ABOUT THIS EXERCISE: In your reply, repeat every entry exactly and skip over each picture.

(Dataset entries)
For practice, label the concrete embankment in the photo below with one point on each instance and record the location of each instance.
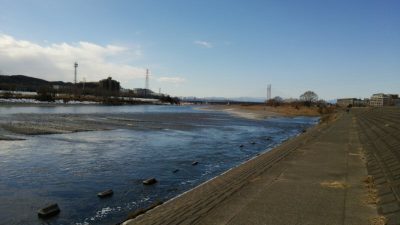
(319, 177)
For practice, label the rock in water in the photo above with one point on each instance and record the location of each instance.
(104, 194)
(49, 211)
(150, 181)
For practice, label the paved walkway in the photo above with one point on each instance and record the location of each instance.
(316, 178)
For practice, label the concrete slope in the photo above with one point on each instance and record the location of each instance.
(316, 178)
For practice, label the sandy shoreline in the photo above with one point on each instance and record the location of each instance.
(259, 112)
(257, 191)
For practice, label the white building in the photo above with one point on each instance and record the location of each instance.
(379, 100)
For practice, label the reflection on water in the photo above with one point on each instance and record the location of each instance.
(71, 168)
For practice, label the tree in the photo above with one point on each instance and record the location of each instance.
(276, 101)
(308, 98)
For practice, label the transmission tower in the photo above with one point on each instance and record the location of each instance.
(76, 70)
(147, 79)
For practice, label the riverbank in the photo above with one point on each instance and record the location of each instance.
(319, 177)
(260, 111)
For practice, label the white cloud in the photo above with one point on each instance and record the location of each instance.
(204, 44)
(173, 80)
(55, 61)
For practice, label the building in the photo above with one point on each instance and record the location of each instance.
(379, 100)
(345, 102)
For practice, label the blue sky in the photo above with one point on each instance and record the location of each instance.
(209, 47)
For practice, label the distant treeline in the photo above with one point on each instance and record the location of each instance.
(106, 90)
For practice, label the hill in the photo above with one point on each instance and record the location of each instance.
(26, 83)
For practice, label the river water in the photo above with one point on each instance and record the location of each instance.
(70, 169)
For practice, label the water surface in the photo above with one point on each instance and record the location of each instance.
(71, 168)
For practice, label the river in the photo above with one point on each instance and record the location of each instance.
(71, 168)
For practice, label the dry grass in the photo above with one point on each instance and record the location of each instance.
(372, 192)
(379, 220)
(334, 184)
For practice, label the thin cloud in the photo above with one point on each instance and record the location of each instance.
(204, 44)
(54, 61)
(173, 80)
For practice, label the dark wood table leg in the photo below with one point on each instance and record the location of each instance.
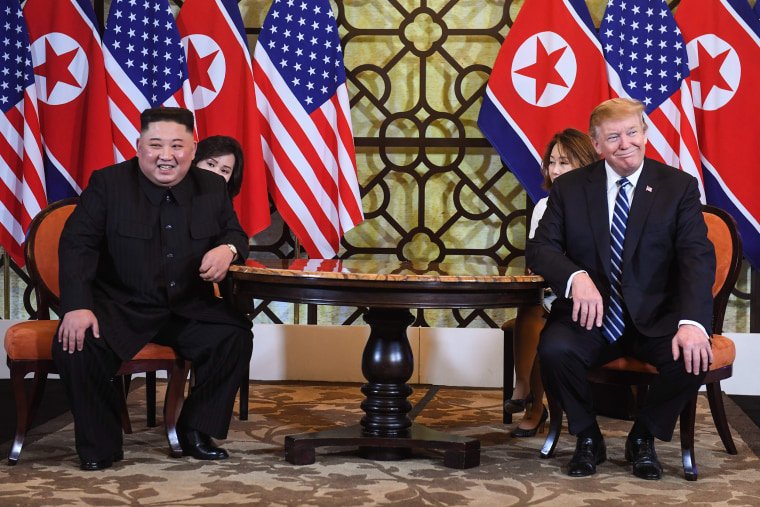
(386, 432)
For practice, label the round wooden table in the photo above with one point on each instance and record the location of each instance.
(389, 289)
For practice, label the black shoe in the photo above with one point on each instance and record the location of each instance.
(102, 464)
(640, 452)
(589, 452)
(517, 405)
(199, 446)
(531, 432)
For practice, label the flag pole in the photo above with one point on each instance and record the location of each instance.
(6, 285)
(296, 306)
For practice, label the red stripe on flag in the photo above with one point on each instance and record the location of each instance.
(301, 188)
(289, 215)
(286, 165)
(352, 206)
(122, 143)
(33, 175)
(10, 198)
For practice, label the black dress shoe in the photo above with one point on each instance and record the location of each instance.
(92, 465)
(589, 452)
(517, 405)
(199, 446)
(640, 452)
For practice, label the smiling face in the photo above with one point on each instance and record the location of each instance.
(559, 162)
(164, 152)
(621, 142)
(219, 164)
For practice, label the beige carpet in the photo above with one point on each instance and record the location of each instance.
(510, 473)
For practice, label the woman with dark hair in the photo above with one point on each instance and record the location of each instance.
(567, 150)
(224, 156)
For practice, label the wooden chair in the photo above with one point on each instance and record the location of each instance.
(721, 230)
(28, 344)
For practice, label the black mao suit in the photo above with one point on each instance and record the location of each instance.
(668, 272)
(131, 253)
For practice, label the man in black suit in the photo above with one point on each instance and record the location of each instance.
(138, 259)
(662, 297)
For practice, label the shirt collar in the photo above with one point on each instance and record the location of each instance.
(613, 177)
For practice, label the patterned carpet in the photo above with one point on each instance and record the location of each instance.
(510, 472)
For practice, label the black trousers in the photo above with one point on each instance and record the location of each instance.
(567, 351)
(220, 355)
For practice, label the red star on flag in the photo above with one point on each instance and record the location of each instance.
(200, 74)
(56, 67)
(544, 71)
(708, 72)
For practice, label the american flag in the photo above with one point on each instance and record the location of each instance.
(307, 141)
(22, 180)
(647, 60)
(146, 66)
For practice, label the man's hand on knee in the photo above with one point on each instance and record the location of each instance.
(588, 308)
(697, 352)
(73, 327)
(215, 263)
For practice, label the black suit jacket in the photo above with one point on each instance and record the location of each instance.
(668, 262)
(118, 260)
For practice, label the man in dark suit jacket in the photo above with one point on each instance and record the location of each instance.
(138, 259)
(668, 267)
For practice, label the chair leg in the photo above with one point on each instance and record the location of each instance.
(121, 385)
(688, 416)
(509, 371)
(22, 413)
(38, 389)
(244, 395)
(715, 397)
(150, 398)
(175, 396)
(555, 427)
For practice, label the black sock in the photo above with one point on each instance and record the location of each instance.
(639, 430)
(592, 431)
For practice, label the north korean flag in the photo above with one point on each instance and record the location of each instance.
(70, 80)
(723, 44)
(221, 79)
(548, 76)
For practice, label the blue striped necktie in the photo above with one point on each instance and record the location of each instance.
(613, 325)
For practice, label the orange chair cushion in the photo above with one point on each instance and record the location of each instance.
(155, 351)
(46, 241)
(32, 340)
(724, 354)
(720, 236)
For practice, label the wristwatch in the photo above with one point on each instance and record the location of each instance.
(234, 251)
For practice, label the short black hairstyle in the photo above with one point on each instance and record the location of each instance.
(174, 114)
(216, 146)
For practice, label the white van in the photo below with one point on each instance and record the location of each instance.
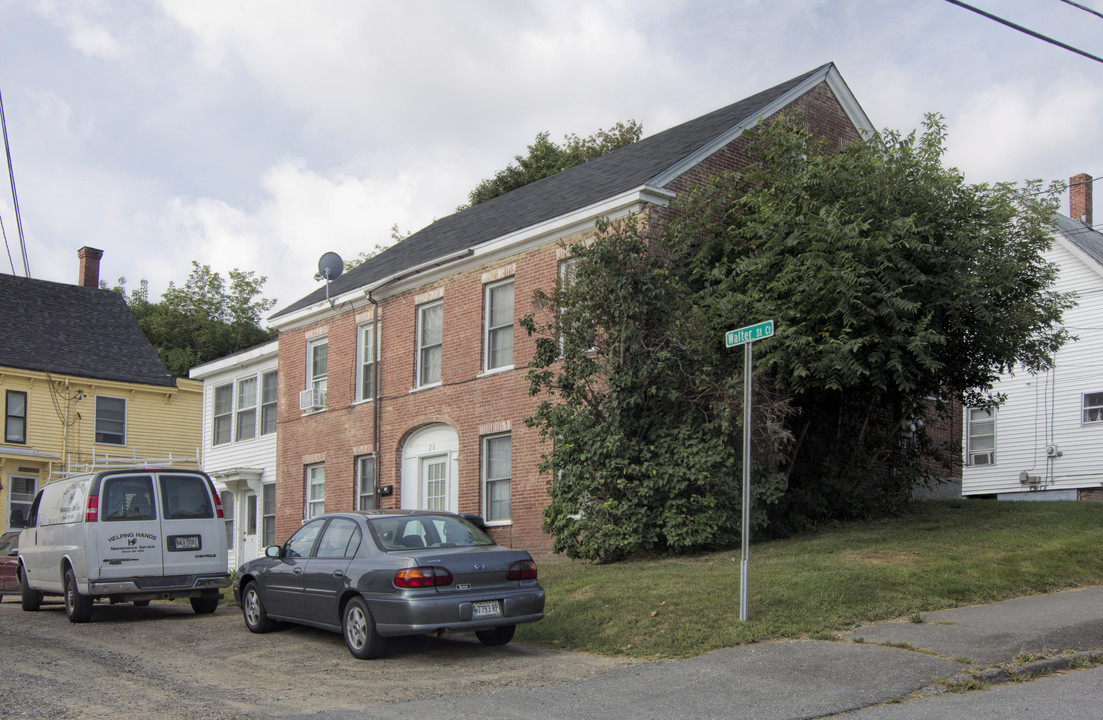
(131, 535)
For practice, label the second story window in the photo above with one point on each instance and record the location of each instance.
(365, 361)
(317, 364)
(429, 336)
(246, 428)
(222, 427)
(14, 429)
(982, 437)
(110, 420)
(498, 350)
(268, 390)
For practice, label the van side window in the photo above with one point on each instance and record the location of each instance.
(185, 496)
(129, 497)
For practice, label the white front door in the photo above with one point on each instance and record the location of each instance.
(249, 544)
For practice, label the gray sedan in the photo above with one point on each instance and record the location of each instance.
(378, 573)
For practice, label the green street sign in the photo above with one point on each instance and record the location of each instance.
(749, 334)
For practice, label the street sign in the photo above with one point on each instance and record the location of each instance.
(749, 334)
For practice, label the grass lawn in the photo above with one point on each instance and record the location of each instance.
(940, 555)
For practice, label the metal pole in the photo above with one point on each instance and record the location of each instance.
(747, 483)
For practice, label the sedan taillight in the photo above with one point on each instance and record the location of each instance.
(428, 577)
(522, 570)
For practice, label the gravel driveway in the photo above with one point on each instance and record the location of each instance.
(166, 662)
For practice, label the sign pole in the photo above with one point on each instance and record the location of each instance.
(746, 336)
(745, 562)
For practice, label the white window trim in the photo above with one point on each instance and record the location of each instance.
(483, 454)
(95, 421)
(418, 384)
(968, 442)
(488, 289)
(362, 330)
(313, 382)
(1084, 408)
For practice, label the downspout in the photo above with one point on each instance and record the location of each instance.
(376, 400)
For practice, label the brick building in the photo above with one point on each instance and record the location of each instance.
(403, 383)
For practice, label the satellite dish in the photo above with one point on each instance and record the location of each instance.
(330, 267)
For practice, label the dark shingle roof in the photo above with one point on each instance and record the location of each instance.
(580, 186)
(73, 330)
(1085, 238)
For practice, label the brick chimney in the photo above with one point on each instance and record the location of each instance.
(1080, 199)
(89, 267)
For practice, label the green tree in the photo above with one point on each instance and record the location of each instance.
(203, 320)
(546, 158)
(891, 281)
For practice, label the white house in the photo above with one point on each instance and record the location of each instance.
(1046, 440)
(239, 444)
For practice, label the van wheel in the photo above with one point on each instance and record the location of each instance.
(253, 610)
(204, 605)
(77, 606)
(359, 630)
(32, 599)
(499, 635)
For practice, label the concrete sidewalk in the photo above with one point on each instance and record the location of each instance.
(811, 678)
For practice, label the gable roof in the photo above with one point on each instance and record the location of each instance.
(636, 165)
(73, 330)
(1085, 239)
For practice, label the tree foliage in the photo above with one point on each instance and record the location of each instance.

SOLUTION FOR THIS EXERCISE:
For practice, label the concrete embankment in the photo below with one point on each instance and record the location of each instance.
(319, 177)
For practice, label the rock in water in the photo above with one point on each instance and record the location of each instance.
(104, 194)
(49, 211)
(150, 181)
For practice, label the paved walkway in the photo above with one point on each instance and record the location of each instance.
(316, 178)
For practice, label the concrete slope in the photo above with one point on each instance and record the location of each instance.
(316, 178)
For practice, label the sandy shoreline in the photo above with one point on each instance and record the location of each instance.
(259, 112)
(257, 191)
For practice, label the white building in the photo above with one point on each instance and record the location of each instance.
(379, 100)
For practice, label the reflection on water in the photo above with one point on each instance and record the location of each instance.
(71, 168)
For practice, label the tree in the photo above with one point on each instance and record the location of each instance.
(276, 101)
(308, 98)
For practice, label the transmission tower in the photo above with one point on each instance and record the location of each instance.
(76, 70)
(147, 79)
For practice, label the riverbank in the photo above with one point on each instance and record the location of each instance.
(319, 177)
(260, 111)
For practice, label the white cloud in the photo above with one point on each instance and record the location of each instance.
(204, 44)
(173, 80)
(55, 61)
For practice, label the building in the photo above with one point on each instance and record the location of each instance.
(379, 100)
(345, 102)
For practice, label the blue sky in the photo above with one point on each instance and record the location of each instance.
(209, 47)
For practice, label the distant treeline in the photo above with one point on each instance and record the location of each instance.
(106, 90)
For practice, label the hill in the photo above with one point on each instance and record the location of each instance.
(26, 83)
For practice, label the river water in the photo above with one point on each instance and record the location of each instance.
(70, 169)
For practice, label the water surface in the photo above with one point on each instance and record the location of each instance.
(71, 168)
For practice, label the river in the photo above with one point on each instance and record the location of each instance.
(71, 168)
For practice, label the dry grass in the photo above with one point on each instance and record the location of each instance.
(372, 192)
(379, 220)
(334, 184)
For practice, label the thin cloud in the photo above with one point on each instance and record the location of each instance.
(204, 44)
(54, 61)
(173, 80)
For practice, label the dark wood table leg in the photo below with one point on each instance and record the location of each instance.
(386, 432)
For practice, label the round wooden table in the photo above with one point on each instance and record the location of each instance.
(389, 289)
For practice, label the black shoe in the photo above with one point on each instance and record the location of each instance.
(102, 464)
(640, 452)
(589, 452)
(517, 405)
(199, 446)
(531, 432)
For practice, label the flag pole in the photo above with one point on each instance and record the location of each instance.
(6, 285)
(296, 306)
For practice, label the red stripe on flag in the photo above with one point on each instance and record the location of each instance.
(301, 188)
(289, 215)
(286, 165)
(352, 206)
(122, 143)
(33, 175)
(10, 198)
For practice, label the black dress shoe in the photo above with one point on each instance and record the location of each instance.
(92, 465)
(589, 452)
(517, 405)
(199, 446)
(640, 452)
For practice, label the smiling face in the photo above with one point on each instance and record the location of each instance.
(559, 162)
(164, 152)
(621, 142)
(219, 164)
For practice, label the beige carpet in the photo above with one point on each instance and record the location of each instance.
(510, 473)
For practice, label the woman with dark hair in the photo above with one point on each instance and record the location of each instance.
(567, 150)
(224, 156)
For practice, label the wooden chair in the photo above with one point on each instance and record the location of each instance.
(721, 230)
(28, 344)
For practice, label the black mao suit in the photo above with one point on each instance and record the location of each instance.
(668, 272)
(131, 253)
For practice, label the man in black suit in the photo above with one point on each instance and record the location of each instance.
(138, 259)
(662, 297)
For practice, label the shirt collar in the photo above with one point on each instance and record the location of each instance.
(613, 177)
For practice, label the patterned carpet in the photo above with one point on each instance and record the location of each instance.
(510, 472)
For practice, label the black trousers in the photo above with one point on each instance and record the location of each instance.
(567, 351)
(220, 355)
For practice, label the red star on flag in the photo above with one point on each instance and record the location of each instance.
(200, 74)
(56, 67)
(544, 71)
(708, 72)
For practice, label the american flag in the photo above with one point on each instance and record the location of each instance.
(307, 141)
(22, 180)
(647, 60)
(146, 66)
For practice, label the man's hand on knee in the photo above with one point on each instance and record the location of each instance.
(588, 308)
(697, 352)
(73, 327)
(215, 263)
For practice, label the black suit jacket in the photo above with one point on each instance and record the location of each instance.
(668, 262)
(118, 260)
For practice, label the man in dark suit jacket in the photo above with one point on each instance and record the location of each instance.
(138, 259)
(668, 267)
For practice, label the chair leg in the photo above with one point on each instance and record the location of each instance.
(121, 385)
(688, 416)
(509, 371)
(22, 413)
(38, 389)
(244, 395)
(715, 397)
(150, 398)
(175, 396)
(555, 427)
For practice, label the black sock in the photo above with one point on each instance and record the location of each instance.
(639, 430)
(592, 431)
For practice, label the north korean flag in the photo above with one point on each instance and record the location of each instance.
(70, 80)
(723, 44)
(221, 79)
(548, 76)
For practice, label the blue striped necktie in the photo above with one point on each instance and record the location of each instance.
(613, 325)
For practice, label the orange chair cushion in the photo above with one point on each instance and record the location of each instance.
(155, 351)
(46, 241)
(32, 340)
(724, 354)
(720, 236)
For practice, label the wristwatch in the photo above with one point on each instance and record the location of each instance.
(234, 251)
For practice, label the short black hairstyle in the photo above with one point on each instance and record the location of each instance.
(174, 114)
(216, 146)
For practice, label the white van in the photo below with one point on each instance and record the location of each instance.
(131, 535)
For practice, label the second story window in the photo above with one point on each instance and record the location of each instance.
(365, 361)
(317, 364)
(429, 336)
(246, 428)
(222, 427)
(14, 429)
(982, 437)
(110, 420)
(498, 350)
(268, 390)
For practice, label the van side window in the photo above with one point on each instance and record the location of each instance.
(185, 496)
(129, 497)
For practice, label the white front door in the photo above with one point on each instance and record the location of each instance.
(249, 544)
For practice, label the gray sedan in the photo above with one point on each instance and record the location of each instance.
(378, 573)
For practice, label the green street sign in the photo above with one point on each instance and record the location of each instance.
(749, 334)
For practice, label the street sign in the photo above with one point on each instance and record the location of each instance.
(749, 334)
For practice, label the grass lawn in the photo above with one point on each instance and record the location of each instance.
(940, 555)
For practice, label the metal pole in the photo above with one point on each instance and record the location of each instance.
(747, 483)
For practice, label the sedan taillight in the photo above with one point on each instance and record the location of each instance.
(428, 577)
(522, 570)
For practice, label the gravel driveway in the photo above with one point on each instance and record the location of each instance.
(166, 662)
For practice, label the sign pole in the photo above with one point on each instance and record the location of each instance.
(746, 336)
(745, 562)
For practice, label the white window trim in the photo above with one point on each instance and record the location of each instance.
(483, 454)
(95, 421)
(418, 384)
(968, 442)
(488, 289)
(362, 330)
(313, 382)
(1084, 408)
For practice, label the downspout in the photo above with one point on each instance and record the location of each instance.
(376, 400)
For practice, label the brick building in the photo above with one point on each instance and record the location of each instance.
(403, 383)
For practice, label the satellite dish in the photo above with one point on each instance and record the location of each instance.
(330, 267)
For practice, label the dark shingle roof in the photo above with one point on each instance and record the location of each instance.
(580, 186)
(73, 330)
(1085, 238)
For practice, label the brick chimney in the photo above with one point on each instance and record the location of each instance.
(1080, 199)
(89, 267)
For practice, label the green tree in the photo above with one point on each instance and record the location of each instance.
(203, 320)
(546, 158)
(891, 281)
For practice, label the white house in the photo above with one point on each instance and record the location of each instance.
(1046, 440)
(239, 444)
For practice, label the van wheel in the photo above with one point on each instance and record the location of each instance.
(253, 610)
(204, 605)
(77, 606)
(359, 630)
(32, 599)
(499, 635)
For practice, label the concrete sidewalk in the photo above with one point on each instance and record the location of each instance.
(811, 678)
For practice, label the gable roof in the photo above with one point on each instance and record the location of each instance.
(636, 165)
(73, 330)
(1085, 239)
For practice, label the tree foliage in the photo above with one point on each instance and record the location of each instance.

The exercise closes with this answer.